**WHAT IS EXPECTED**
Down to the last line, reproduce the data below exactly.

**Dataset entries**
══════════

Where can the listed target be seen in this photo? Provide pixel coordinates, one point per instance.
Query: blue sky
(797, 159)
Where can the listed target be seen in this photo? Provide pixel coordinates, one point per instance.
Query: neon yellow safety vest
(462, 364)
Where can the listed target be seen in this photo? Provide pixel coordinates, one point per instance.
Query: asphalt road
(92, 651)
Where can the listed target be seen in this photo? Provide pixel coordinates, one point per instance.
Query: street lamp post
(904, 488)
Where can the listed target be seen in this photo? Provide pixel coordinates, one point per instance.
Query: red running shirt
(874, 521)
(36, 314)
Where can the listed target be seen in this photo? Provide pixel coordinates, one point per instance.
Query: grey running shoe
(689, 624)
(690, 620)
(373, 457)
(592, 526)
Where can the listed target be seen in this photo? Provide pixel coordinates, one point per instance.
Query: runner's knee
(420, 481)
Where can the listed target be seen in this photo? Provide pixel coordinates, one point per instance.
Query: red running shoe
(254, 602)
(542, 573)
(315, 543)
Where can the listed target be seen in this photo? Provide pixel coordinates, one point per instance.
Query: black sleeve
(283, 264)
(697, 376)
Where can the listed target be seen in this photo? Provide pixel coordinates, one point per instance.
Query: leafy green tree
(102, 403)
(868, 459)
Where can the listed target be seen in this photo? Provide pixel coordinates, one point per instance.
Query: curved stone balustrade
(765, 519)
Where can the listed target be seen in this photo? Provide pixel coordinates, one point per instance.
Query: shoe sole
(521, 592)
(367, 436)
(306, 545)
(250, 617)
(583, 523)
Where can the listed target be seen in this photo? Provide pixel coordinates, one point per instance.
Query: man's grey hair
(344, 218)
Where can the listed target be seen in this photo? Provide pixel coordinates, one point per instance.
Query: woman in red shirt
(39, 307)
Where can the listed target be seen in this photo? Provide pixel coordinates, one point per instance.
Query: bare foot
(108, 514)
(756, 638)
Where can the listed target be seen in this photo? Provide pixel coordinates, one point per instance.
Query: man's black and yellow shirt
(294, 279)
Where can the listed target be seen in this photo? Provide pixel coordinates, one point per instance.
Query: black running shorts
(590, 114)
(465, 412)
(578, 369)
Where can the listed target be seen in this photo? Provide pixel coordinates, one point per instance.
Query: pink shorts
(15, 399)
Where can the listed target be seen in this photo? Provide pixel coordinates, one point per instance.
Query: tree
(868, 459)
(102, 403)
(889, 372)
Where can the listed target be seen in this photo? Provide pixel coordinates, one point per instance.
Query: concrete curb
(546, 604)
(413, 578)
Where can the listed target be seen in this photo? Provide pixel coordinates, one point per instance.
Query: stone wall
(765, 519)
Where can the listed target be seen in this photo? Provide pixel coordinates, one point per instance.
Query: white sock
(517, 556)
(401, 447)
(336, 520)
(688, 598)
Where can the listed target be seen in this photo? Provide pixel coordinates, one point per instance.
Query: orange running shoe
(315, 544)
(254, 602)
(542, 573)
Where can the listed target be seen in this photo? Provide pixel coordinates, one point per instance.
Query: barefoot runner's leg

══════════

**COMPLETED EXERCISE**
Where can the listed target be seen in this photo? Provide pixel coordinates, one point per instance.
Query: blue sky
(797, 159)
Where can the listed target be seen in this photo? Provide pixel coordinates, one point per instance.
Query: neon yellow safety vest
(462, 364)
Where can the listed target be seen in this photo? Provide pixel coordinates, one point per instance.
Query: asphalt road
(92, 651)
Where can the listed target be seen in this photo? Provide pixel coordinates, one point per instance.
Query: street lamp post
(904, 488)
Where can the listed target be seen in this photo? Provide pixel coordinates, one point per instance.
Query: red running shirt
(874, 521)
(36, 314)
Where can the listed target be seen in this photo? Provide pixel coordinates, one point per instance.
Query: grey running shoe
(689, 624)
(690, 620)
(373, 457)
(592, 526)
Where can the listed target be seen in this photo? Provide pixel coordinates, one point per instance.
Query: runner's knee
(420, 481)
Where can the listed target be seen in this photo? Provide pixel coordinates, one point per instance.
Query: red running shoe
(254, 602)
(542, 573)
(315, 543)
Where can the listed target be seen in this photo? Provide pixel coordinates, one point per instance.
Query: black sleeve
(283, 264)
(697, 376)
Where can the listed target be seen in this photo? Provide pixel coordinates, one point per instance.
Query: leafy green tree
(102, 403)
(868, 459)
Where can the listed target be seen in this photo? Provide pixel coordinates, one point per instance.
Query: curved stone balustrade
(765, 519)
Where can the listed target be seen in this photo? Provide pixel coordinates, one point per instance.
Query: shoe sole
(521, 592)
(367, 436)
(306, 545)
(250, 617)
(583, 523)
Where can the listed target be seen in this photo? Provide pixel coordinates, one point per instance.
Query: man's grey hair
(344, 218)
Where can the listed target be seen in this photo? Provide pixel coordinates, one point per instance.
Query: woman in red shirt
(39, 307)
Where can the listed target be seen in this photo? Provide pixel coordinates, one point per instance.
Query: bare foot
(108, 514)
(756, 638)
Where can the listed target be seen in this photo? Provide pixel coordinates, one point per instance.
Query: man's black and yellow shirt
(294, 279)
Where can the listed target be seen in this photo? Provide pixel coordinates, one point per instance.
Query: black running shorts
(590, 114)
(465, 412)
(578, 369)
Where can the listed target be seen in this photo? Provide pixel coordinates, one point per instance.
Query: pink shorts
(15, 399)
Where can the listed target be seen in this photo? Provide pixel coordinates, one point per instance.
Query: tree
(868, 459)
(102, 403)
(889, 372)
Where can the listed target be seen in this photo? Provide pixel coordinates, one point per instance.
Query: concrete curb
(546, 604)
(413, 578)
Where can the listed target be seen in this photo? Provide pixel coordinates, one point per instance.
Query: stone wall
(765, 519)
Where can the listed target be seen in this photo? Provide pixel coordinates, one point per instance.
Query: white sock
(517, 556)
(401, 447)
(336, 520)
(688, 598)
Where can the listed target be seen in this photo? Provide pixel coordinates, one point per instance.
Query: orange running shoe
(315, 544)
(254, 602)
(542, 573)
Where can the listed target be seen in this photo? Provide pixel coordinates, one point per instance.
Query: barefoot runner's leg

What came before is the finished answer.